Stored items
>>>

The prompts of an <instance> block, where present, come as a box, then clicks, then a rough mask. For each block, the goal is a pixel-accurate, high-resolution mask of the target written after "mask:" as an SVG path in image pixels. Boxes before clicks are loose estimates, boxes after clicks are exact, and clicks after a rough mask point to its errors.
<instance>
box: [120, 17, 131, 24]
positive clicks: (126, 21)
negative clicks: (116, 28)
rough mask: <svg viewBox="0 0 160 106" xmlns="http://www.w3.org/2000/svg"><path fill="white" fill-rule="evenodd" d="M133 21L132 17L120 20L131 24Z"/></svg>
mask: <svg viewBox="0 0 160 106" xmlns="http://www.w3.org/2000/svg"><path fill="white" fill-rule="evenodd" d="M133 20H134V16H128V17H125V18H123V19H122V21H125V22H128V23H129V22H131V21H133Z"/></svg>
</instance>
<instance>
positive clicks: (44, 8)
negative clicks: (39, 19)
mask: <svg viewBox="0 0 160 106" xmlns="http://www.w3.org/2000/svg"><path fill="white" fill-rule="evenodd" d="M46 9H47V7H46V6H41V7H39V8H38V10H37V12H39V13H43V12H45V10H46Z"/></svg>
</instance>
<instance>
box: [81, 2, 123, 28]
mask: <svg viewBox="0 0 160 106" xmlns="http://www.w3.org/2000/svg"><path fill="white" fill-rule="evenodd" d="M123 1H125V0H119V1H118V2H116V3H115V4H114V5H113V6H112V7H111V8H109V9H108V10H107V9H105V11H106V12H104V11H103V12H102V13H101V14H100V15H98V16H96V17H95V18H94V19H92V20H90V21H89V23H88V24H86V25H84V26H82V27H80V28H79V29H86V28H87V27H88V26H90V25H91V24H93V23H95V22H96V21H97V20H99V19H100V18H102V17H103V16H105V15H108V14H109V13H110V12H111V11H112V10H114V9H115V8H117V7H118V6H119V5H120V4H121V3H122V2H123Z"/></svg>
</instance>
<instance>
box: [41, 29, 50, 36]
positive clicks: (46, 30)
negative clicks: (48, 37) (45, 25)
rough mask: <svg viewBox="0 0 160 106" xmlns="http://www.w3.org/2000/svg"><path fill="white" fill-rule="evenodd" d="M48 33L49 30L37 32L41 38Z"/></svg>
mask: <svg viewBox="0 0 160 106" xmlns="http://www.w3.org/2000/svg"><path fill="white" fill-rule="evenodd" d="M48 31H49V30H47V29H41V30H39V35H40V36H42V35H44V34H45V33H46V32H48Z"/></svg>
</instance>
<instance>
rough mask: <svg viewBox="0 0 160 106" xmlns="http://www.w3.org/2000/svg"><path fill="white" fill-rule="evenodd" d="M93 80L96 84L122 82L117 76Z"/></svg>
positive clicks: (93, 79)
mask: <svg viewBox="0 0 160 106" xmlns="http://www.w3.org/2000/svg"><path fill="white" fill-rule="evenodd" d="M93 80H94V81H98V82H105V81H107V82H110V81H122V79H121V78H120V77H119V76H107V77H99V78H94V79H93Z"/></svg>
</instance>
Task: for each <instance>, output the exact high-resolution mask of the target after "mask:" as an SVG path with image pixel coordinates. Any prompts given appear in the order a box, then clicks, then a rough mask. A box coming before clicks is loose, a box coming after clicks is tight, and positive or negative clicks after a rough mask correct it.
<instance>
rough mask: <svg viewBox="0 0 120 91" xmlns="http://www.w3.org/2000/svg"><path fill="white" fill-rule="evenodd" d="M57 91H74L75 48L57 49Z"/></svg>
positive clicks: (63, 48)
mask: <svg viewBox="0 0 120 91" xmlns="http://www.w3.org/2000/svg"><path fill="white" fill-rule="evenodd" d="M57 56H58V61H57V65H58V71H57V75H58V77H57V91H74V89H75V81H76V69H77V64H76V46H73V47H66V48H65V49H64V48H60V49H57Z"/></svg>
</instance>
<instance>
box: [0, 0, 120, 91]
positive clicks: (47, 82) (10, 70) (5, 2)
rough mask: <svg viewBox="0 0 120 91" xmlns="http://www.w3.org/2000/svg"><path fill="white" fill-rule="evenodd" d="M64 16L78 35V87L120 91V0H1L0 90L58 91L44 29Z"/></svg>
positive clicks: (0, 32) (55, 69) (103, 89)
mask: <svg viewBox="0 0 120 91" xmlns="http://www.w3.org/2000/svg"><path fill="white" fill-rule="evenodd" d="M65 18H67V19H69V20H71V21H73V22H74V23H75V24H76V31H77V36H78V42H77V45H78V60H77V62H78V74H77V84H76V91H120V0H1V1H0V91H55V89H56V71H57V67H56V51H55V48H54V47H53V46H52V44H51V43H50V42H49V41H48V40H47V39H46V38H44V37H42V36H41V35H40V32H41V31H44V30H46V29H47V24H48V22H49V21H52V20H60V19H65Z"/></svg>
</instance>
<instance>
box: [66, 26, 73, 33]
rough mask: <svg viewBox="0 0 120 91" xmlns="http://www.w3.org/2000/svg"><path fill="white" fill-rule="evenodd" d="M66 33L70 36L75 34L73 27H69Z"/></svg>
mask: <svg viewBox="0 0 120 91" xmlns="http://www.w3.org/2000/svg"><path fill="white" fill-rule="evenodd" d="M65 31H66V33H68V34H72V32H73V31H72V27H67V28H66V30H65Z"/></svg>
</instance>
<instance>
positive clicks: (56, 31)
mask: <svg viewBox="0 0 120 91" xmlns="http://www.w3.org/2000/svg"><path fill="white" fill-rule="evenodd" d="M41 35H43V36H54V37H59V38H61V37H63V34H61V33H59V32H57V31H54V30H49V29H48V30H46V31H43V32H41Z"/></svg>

<<<

**Required work**
Reproduce each line of the data without any change.

**Answer**
The prompts of an <instance> block, where present, come as a box, then clicks, then a rough mask. For each block, the goal is a pixel-accurate, high-resolution mask of the target written after "mask:" as an SVG path in image pixels. Boxes before clicks are loose estimates, boxes after clicks are exact, and clicks after a rough mask point to its errors.
<instance>
box: [120, 17, 131, 24]
positive clicks: (126, 21)
negative clicks: (116, 28)
rough mask: <svg viewBox="0 0 160 106" xmlns="http://www.w3.org/2000/svg"><path fill="white" fill-rule="evenodd" d="M133 21L132 17L120 20L131 24Z"/></svg>
mask: <svg viewBox="0 0 160 106" xmlns="http://www.w3.org/2000/svg"><path fill="white" fill-rule="evenodd" d="M133 20H134V16H128V17H125V18H123V19H122V21H125V22H128V23H129V22H131V21H133Z"/></svg>
</instance>
<instance>
positive clicks: (44, 8)
negative clicks: (39, 19)
mask: <svg viewBox="0 0 160 106" xmlns="http://www.w3.org/2000/svg"><path fill="white" fill-rule="evenodd" d="M46 9H47V7H46V6H41V7H39V8H38V10H37V12H39V13H43V12H45V10H46Z"/></svg>
</instance>
<instance>
box: [81, 2, 123, 28]
mask: <svg viewBox="0 0 160 106" xmlns="http://www.w3.org/2000/svg"><path fill="white" fill-rule="evenodd" d="M123 1H125V0H119V1H118V2H116V3H115V4H114V5H113V6H112V7H111V8H109V9H108V10H107V9H105V11H106V12H104V11H103V12H102V13H101V14H100V15H98V16H96V17H95V18H94V19H92V20H90V21H89V23H88V24H86V25H84V26H82V27H80V28H79V29H86V28H87V27H88V26H90V25H91V24H93V23H95V22H96V21H97V20H99V19H100V18H102V17H103V16H105V15H108V14H109V13H110V12H111V11H112V10H114V9H115V8H117V7H118V6H119V5H120V4H121V3H122V2H123Z"/></svg>
</instance>
<instance>
box: [41, 29, 50, 36]
positive clicks: (46, 30)
negative clicks: (48, 37) (45, 25)
rough mask: <svg viewBox="0 0 160 106" xmlns="http://www.w3.org/2000/svg"><path fill="white" fill-rule="evenodd" d="M48 33L49 30L37 32L41 38Z"/></svg>
mask: <svg viewBox="0 0 160 106" xmlns="http://www.w3.org/2000/svg"><path fill="white" fill-rule="evenodd" d="M48 31H49V30H47V29H41V30H39V35H40V36H42V35H44V34H45V33H46V32H48Z"/></svg>
</instance>
<instance>
rough mask: <svg viewBox="0 0 160 106" xmlns="http://www.w3.org/2000/svg"><path fill="white" fill-rule="evenodd" d="M93 80L96 84L122 82L117 76Z"/></svg>
positive clicks: (93, 79)
mask: <svg viewBox="0 0 160 106" xmlns="http://www.w3.org/2000/svg"><path fill="white" fill-rule="evenodd" d="M93 80H94V81H98V82H105V81H107V82H110V81H122V79H121V78H120V77H119V76H107V77H99V78H94V79H93Z"/></svg>
</instance>
Task: for each <instance>, output the exact high-resolution mask of the target after "mask:" as an SVG path with image pixel coordinates. Any prompts given appear in the order a box, then clicks, then a rough mask. A box coming before clicks is loose, a box coming after clicks is tight, and positive or negative clicks after a rough mask correct it.
<instance>
rough mask: <svg viewBox="0 0 120 91" xmlns="http://www.w3.org/2000/svg"><path fill="white" fill-rule="evenodd" d="M57 91H74L75 48L57 49Z"/></svg>
positive clicks: (63, 48)
mask: <svg viewBox="0 0 120 91" xmlns="http://www.w3.org/2000/svg"><path fill="white" fill-rule="evenodd" d="M57 56H58V61H57V65H58V71H57V75H58V77H57V91H74V89H75V81H76V69H77V64H76V46H73V47H66V48H65V49H64V48H60V49H57Z"/></svg>
</instance>
<instance>
box: [0, 0, 120, 91]
positive clicks: (47, 82) (10, 70) (5, 2)
rough mask: <svg viewBox="0 0 120 91" xmlns="http://www.w3.org/2000/svg"><path fill="white" fill-rule="evenodd" d="M64 16L78 35V87L120 91V0H1L0 90L58 91L44 29Z"/></svg>
positive clicks: (0, 32) (55, 69) (103, 89)
mask: <svg viewBox="0 0 120 91" xmlns="http://www.w3.org/2000/svg"><path fill="white" fill-rule="evenodd" d="M65 18H67V19H69V20H71V21H73V22H74V23H75V24H76V31H77V36H78V42H77V45H78V60H77V62H78V74H77V84H76V91H120V0H1V1H0V91H55V89H56V71H57V67H56V51H55V48H54V47H53V46H52V44H51V43H50V42H49V41H48V40H47V39H46V38H44V37H42V36H41V35H40V32H41V31H44V30H46V29H47V24H48V22H49V21H52V20H60V19H65Z"/></svg>
</instance>
<instance>
box: [66, 26, 73, 33]
rough mask: <svg viewBox="0 0 120 91" xmlns="http://www.w3.org/2000/svg"><path fill="white" fill-rule="evenodd" d="M66 33L70 36L75 34L73 27H69Z"/></svg>
mask: <svg viewBox="0 0 120 91" xmlns="http://www.w3.org/2000/svg"><path fill="white" fill-rule="evenodd" d="M65 31H66V33H68V34H72V32H73V31H72V27H67V28H66V30H65Z"/></svg>
</instance>
<instance>
positive clicks: (56, 31)
mask: <svg viewBox="0 0 120 91" xmlns="http://www.w3.org/2000/svg"><path fill="white" fill-rule="evenodd" d="M41 35H43V36H54V37H59V38H61V37H63V34H61V33H59V32H57V31H54V30H49V29H48V30H46V31H43V32H41Z"/></svg>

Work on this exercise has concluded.